Hmm, number 2 didn't matter in the last round of gear regs. Funny how the qualifiers keep changing. Have to love social management. Looks like human pressure was the overriding factor.


----------



## kzoofisher

Ranger Ray said:


> So you talked to Jim? Or is this the world according to Kzoo?
> 
> 
> You are heralding this as the great change in thinking? Just man walking into a stream creates risk. Its about as elementary science as you get. Go fishing and there is risk to the fishery. Oh lets not forget the other qualifiers to not raise the limit:
> 
> 
> Hmm, number 2 didn't matter in the last round of gear regs. Funny how the qualifiers keep changing. Have to love social management. Looks like human pressure was the overriding factor.


The political pressure is common knowledge by now. It has been reported by various new sources, the DNR has referenced the request of NRC members for it, been argued in the UP forum by you and othersand Don has mentioned it in some of his posts. If you still don't remember any of this by 5:00 pm today let me know and I'll get you some links. You will be able to remember a post from this morning in a few hours, won't you?

Job A. For the forum thread, state whether each statement agrees with it: (i) The political pressure is described as common knowledge. (ii) Don is said never to have mentioned the pressure in his posts. (iii) The writer offers links if the reader still doesn't remember by 5:00 pm today. For each, answer yes or no and quote the deciding words from the thread.
Job B. Rewrite the passage of the forum thread starting at "The political pressure" and ending at "hours, won't you?", swapping "political pressure" for "public pressure".

Entries on locating named things.
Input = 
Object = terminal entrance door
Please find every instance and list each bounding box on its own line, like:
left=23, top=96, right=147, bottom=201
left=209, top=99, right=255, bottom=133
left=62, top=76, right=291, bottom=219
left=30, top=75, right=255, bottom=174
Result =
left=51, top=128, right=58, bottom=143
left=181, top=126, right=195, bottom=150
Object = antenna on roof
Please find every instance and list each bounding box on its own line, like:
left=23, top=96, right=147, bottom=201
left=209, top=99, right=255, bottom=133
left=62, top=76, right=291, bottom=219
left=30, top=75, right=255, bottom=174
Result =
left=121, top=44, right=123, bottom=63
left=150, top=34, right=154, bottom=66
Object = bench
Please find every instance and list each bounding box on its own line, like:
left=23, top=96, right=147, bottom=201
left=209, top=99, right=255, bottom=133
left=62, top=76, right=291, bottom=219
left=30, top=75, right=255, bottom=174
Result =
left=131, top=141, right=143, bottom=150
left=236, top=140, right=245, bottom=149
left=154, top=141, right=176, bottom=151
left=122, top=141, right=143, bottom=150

Complete output A.
(i) Yes: "The political pressure is common knowledge by now."
(ii) No: "Don has mentioned it in some of his posts."
(iii) Yes: "If you still don't remember any of this by 5:00 pm today let me know and I'll get you some links."

Complete output B.
The public pressure is common knowledge by now. It has been reported by various new sources, the DNR has referenced the request of NRC members for it, been argued in the UP forum by you and othersand Don has mentioned it in some of his posts. If you still don't remember any of this by 5:00 pm today let me know and I'll get you some links. You will be able to remember a post from this morning in a few hours, won't you?